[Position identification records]
>> Start

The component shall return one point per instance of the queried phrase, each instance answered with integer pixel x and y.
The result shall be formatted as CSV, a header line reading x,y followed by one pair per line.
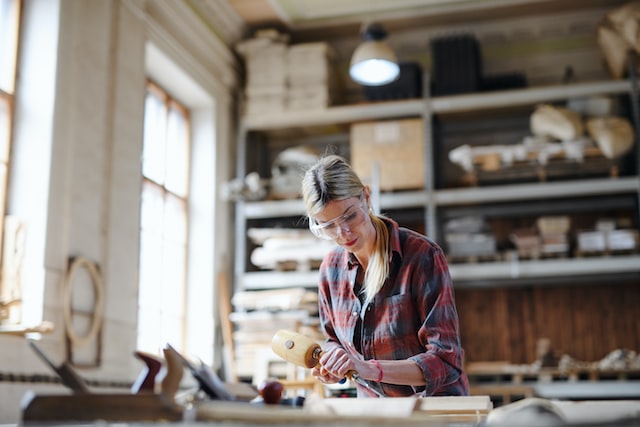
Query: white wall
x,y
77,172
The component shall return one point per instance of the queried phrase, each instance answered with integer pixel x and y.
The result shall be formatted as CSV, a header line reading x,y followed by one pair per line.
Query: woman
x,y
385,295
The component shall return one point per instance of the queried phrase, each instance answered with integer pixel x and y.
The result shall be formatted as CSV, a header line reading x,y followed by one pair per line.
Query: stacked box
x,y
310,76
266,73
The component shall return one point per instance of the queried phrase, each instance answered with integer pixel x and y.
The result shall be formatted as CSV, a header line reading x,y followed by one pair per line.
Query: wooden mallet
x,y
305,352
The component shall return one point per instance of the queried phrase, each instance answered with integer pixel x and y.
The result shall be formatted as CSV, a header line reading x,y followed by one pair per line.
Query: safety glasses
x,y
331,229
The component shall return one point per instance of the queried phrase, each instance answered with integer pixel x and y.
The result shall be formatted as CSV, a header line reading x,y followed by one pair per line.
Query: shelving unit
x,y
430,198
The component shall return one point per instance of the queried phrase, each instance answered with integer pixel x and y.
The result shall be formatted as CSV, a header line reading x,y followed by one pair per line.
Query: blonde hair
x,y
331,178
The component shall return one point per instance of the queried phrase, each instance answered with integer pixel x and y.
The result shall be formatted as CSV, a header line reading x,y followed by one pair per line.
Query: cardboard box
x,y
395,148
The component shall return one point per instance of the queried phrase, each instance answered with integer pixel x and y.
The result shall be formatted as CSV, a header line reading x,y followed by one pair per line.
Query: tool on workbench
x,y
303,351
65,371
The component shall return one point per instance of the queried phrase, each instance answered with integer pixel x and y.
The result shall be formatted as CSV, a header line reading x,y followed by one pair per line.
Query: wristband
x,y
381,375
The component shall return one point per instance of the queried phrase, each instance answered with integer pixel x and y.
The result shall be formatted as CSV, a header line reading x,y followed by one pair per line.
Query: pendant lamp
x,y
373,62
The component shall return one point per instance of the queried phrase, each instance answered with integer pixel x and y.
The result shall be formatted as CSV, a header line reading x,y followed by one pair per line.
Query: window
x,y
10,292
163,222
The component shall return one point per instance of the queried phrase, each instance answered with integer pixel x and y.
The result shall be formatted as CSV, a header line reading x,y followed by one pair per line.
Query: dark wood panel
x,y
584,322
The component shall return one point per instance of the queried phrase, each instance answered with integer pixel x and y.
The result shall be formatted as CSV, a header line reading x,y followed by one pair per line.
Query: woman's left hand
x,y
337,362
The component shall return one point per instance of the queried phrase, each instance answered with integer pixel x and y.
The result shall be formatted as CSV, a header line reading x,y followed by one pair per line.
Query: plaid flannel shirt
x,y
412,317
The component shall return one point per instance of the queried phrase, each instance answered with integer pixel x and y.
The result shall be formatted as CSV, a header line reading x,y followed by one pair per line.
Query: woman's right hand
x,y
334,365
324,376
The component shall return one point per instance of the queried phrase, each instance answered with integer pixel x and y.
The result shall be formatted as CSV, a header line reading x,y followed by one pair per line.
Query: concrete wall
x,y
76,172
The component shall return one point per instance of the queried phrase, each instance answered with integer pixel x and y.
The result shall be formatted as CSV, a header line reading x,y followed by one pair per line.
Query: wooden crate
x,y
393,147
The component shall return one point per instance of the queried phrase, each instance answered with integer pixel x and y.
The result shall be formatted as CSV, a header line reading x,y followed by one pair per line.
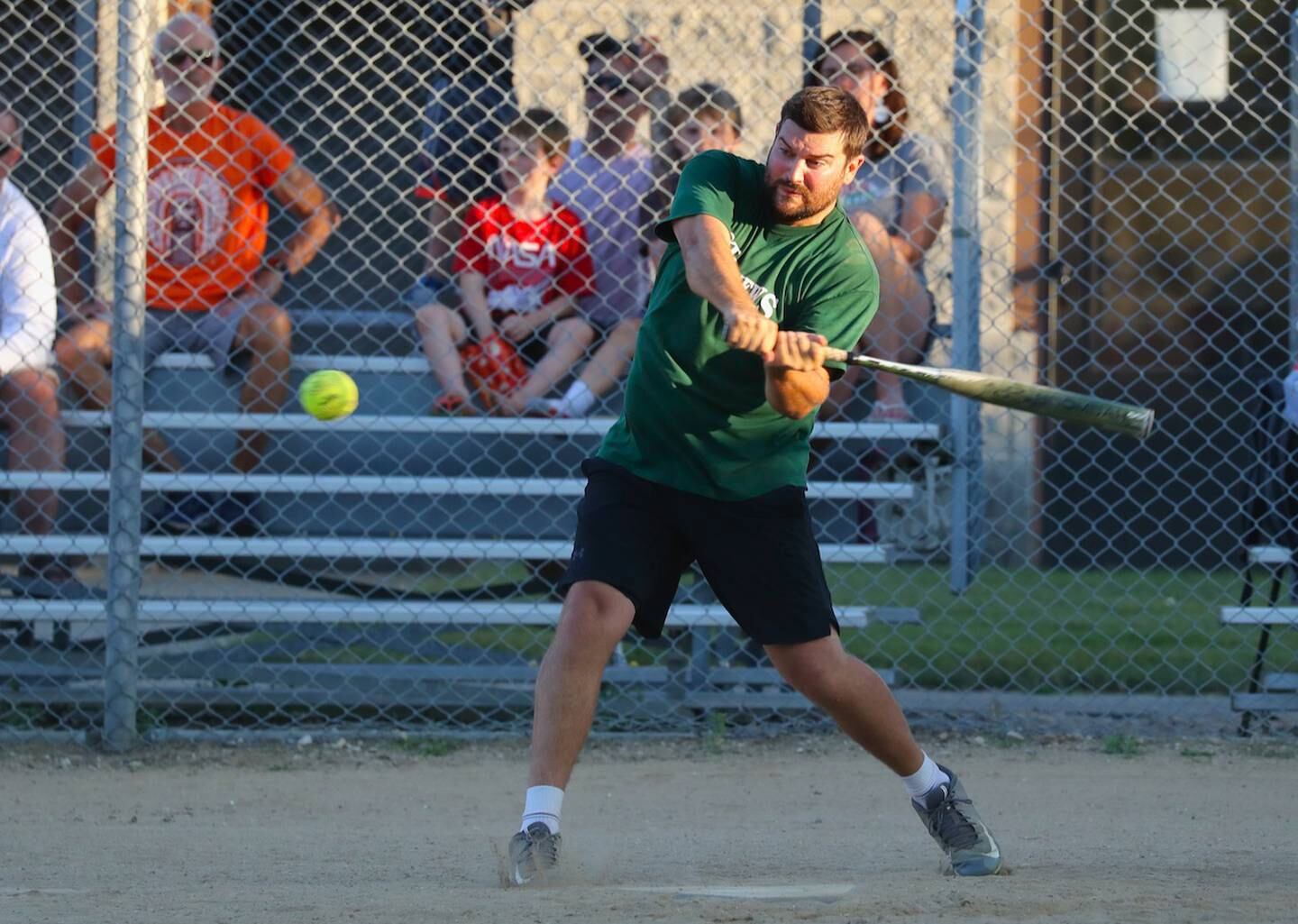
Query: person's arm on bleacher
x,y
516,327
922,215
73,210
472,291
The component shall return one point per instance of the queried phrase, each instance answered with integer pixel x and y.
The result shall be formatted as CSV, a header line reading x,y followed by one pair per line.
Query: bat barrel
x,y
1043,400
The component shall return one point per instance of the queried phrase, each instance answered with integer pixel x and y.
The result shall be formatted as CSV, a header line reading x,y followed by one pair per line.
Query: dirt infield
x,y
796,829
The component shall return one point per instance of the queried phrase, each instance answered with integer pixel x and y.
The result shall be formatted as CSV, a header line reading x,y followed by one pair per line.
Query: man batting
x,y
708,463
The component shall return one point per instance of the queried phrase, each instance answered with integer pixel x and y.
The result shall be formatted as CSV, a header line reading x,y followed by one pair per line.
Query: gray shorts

>> End

● **Task goal**: Exact duplication of all the records is required; pictures are omitted from the copy.

● **Answer to the task**:
The component shall return one point per instance of the queried phrase, each instance answered with integer pixel x and y.
The result shall be formatted as CSV, a header line reading x,y followed by one pair per line.
Query: white wall
x,y
77,172
The component shall return one point per instance of the queried phrase, each instance answered with integer pixel x and y.
The result shall be formatted as CSV, a header line reading x,y followed by one pair per line.
Query: woman
x,y
385,295
The component shall return one point per instance of the queried phrase, each instance answered with integer pixel x and y.
The result shall be formatted as CSV, a header line reading x,y followed by one pair per line.
Query: stacked box
x,y
310,76
266,73
The component shall return one point per instance of the queried phrase, each instance answered with integer pixel x and y.
The result shall be formatted as CSV, a header line reading x,y followed by one pair per line.
Query: wooden mallet
x,y
305,352
The component shall return one point per instance of the queried phrase, each instance answered with integer pixel x and y.
The result shall be formatted as CSV, a header line reading x,y followed by one pair per line.
Query: safety glasses
x,y
331,229
The component shall return one point per instance of the queried phrase, each instance answered with integer pixel x and y.
The result shall be formatted as CSV, a header line reading x,y followed by one pair per line.
Query: shelving unit
x,y
430,198
The component shall return one point per instance of the queried phrase, each instance answered with integer pixel x and y.
The result shall be formatted as CSV, a header line reading x,y followed by one pair per line.
Query: blonde hair
x,y
331,178
The component shall return one point per instance of the queried phrase, each instance answered with integer pixel x and y.
The result shall be formatted as CSV, a header line reading x,y followed by one pair per line.
Query: cardboard box
x,y
395,148
The component shall return one point per instance of the queried phrase, each instance answered with integer pixel x and y.
The result shall be formatted as CSV, a header line reading x,y followed by one pair per line.
Query: tool on workbench
x,y
303,351
65,371
The component shall return one point per instance of the queried phrase, each instance answered with integer pixel x and y.
The result shall be formatted as CSV, a header line reading x,y followed by one pair per line.
Query: wristband
x,y
381,375
The component shall return one point per instance of the queried phrase, each instance answered with integer pixel x and y.
The result shall be formatted as CSV, a header line reading x,y followed by one pair per line.
Query: pendant lamp
x,y
373,62
The component shall return one point per instance of the queried phrase, each instance answered with integer pixel x and y.
The result shall be formatted as CSV, a header line reading x,y followed by one pair per line.
Query: window
x,y
10,292
163,222
The component shall return one point per instance of the queried phrase, each instance answered with integer pixel x and y.
The result shall be formatted as CSV, a header line reading x,y followed by one pair per line.
Query: dark wood panel
x,y
584,322
The component shall return one point per instance of the queried phrase, each instance answered with integer pixel x and y.
The result shall be formatted as CSV, a header line reading x,y followed by one pair per line.
Query: woman's left hand
x,y
337,362
The component shall return one point per instance of the queried phrase, each instance answered with integer pixel x and y.
The result shall be formatted as CSV, a header line reading x,y followed by one pair per line.
Query: plaid flannel shirt
x,y
412,317
The component shall return one point per instance of the queried phrase, each instance answered with integer pixel x and y.
The result shall be formatted as CSV, a header line reading x,y followed by one pair per line.
Query: woman's right hand
x,y
334,365
324,376
The component shall return one point per instance of the queried phrase, each instance answered with integer pixel x and y.
The result shall be formatted as CSV, a header line reading x,y followed by one pair per line.
Query: concrete wall
x,y
76,172
The component shall return one point per instance of the queried phrase, each instance answered with integer pixel x and y.
The result shall be formatted as CSV, a header line reading x,y followed by one pair per line.
Query: wooden crate
x,y
393,147
The component shall return one point per instance of the queried phrase, each instance answered with integer pixel x and y.
The result shall be formatted as CSV, a header line reading x,y followed by one pair per line.
Query: person's arm on bleacher
x,y
516,327
922,215
73,210
472,291
The component shall return one point per instance of the queried phrase, each instance answered with integer pixel x and y.
The result shall be formatted as CSV, a header line reading x,y followed by one pair per line.
Query: bat barrel
x,y
1043,400
The component shall return one point per instance of the queried phrase, each instance answered with integer pixel x and y.
The result shall be formatted as CSV, a header line reading x,y followed by one pair per line.
Query: dirt infield
x,y
796,829
The component shall return one point per instance of the queried phrase, each instance answered with integer pixel x and y.
The result shall be formatted as CSV, a header line reading x,y followed by one pair per line.
Query: man batting
x,y
708,463
The component shall return one point per instance of the queried phrase, each instance answered with integer pixel x and y.
The result shall be formatted as CSV, a header line reading x,y followed by one pair per line.
Query: gray shorts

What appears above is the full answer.